| PROBLEM |
In the records below, copy the line that contains "Target: bowl interior" and each line after it, word for word, through the last.

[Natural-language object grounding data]
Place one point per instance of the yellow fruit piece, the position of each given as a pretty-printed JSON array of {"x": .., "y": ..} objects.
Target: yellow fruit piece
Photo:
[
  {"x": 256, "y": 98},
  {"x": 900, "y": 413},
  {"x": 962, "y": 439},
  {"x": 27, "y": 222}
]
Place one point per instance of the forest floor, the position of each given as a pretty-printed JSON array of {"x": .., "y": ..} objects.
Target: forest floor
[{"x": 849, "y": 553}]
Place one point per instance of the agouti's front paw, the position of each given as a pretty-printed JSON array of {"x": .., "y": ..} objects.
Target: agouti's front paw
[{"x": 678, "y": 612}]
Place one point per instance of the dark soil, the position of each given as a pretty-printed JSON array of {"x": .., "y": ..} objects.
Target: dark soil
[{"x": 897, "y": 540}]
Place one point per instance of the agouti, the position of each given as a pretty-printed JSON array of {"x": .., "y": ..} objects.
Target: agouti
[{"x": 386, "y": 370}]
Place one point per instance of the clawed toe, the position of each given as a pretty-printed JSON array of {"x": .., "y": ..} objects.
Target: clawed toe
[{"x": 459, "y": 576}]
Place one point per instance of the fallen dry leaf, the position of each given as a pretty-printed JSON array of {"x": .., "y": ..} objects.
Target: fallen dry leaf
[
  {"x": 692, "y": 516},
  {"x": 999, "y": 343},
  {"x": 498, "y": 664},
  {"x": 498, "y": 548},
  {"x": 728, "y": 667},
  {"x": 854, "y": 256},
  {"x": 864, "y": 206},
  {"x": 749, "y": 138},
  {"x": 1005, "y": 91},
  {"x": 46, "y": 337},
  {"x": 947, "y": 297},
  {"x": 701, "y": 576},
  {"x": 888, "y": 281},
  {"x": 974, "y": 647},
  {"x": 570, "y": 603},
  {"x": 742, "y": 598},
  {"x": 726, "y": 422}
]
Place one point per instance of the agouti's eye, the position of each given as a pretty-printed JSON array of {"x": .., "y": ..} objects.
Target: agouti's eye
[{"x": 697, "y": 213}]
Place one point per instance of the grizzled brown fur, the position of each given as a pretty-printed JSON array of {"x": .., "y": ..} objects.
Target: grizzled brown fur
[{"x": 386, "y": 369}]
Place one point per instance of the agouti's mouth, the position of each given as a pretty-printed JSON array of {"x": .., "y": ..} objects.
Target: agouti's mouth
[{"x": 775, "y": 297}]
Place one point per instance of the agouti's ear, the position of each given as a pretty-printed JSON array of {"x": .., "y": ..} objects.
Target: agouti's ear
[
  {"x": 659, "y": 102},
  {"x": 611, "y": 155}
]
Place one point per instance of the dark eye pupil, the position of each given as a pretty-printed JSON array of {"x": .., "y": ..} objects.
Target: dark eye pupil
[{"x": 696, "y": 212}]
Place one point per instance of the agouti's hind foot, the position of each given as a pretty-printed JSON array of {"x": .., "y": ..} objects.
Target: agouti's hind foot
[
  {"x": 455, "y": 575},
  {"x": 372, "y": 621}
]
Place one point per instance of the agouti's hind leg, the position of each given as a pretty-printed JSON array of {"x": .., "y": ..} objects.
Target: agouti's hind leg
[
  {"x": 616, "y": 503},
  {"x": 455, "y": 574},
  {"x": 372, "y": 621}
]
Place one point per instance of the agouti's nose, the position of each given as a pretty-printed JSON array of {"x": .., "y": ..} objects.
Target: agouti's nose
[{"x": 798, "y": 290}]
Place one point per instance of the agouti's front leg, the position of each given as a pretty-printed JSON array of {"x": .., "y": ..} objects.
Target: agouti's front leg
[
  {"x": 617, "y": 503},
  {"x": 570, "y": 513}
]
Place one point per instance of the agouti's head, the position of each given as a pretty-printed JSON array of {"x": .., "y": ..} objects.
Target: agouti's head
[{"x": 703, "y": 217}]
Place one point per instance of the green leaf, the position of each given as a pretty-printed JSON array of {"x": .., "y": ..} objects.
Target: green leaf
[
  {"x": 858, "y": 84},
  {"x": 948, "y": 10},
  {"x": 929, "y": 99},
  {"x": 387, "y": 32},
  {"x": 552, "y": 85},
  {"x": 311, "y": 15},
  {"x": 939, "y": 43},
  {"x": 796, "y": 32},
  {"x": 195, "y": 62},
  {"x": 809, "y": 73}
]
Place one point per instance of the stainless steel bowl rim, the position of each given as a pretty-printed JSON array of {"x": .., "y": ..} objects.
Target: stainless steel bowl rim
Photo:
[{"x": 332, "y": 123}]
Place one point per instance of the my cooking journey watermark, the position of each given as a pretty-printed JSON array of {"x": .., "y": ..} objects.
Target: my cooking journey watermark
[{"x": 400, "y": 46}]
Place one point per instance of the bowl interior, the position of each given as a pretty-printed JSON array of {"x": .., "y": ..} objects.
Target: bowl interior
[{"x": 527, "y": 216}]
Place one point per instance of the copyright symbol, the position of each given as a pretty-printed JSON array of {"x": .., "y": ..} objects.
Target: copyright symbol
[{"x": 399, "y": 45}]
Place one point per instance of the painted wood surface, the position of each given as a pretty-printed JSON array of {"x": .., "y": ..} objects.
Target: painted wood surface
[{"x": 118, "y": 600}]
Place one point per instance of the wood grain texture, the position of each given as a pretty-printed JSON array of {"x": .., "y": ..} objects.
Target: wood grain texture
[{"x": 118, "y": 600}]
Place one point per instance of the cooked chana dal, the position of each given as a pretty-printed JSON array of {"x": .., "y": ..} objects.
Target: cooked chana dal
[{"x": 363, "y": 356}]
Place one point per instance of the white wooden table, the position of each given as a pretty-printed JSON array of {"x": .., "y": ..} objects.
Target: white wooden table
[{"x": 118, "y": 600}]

| ANSWER SPACE |
Target: bowl interior
[{"x": 527, "y": 216}]
Place one point per instance of the copyright symbol, the position of each given as a pretty-printed JSON array of {"x": .., "y": ..} objects.
Target: copyright symbol
[{"x": 399, "y": 45}]
Place one point per instance of the painted wood surface, the position of each given as a pretty-printed JSON array of {"x": .., "y": ..} objects.
Target: painted wood surface
[{"x": 118, "y": 600}]
Place one point per instance of the wood grain texture, the position of each given as a pretty-printed JSON array of {"x": .., "y": ..} objects.
Target: wood grain texture
[{"x": 118, "y": 600}]
Place one point per instance of the cooked chana dal, the position of each given as a pretty-printed JSON array of {"x": .., "y": ..} objects.
Target: cooked chana dal
[{"x": 363, "y": 356}]
Place one point per instance of the white wooden table, the position of each given as a pretty-printed JSON array of {"x": .., "y": ..} objects.
Target: white wooden table
[{"x": 118, "y": 600}]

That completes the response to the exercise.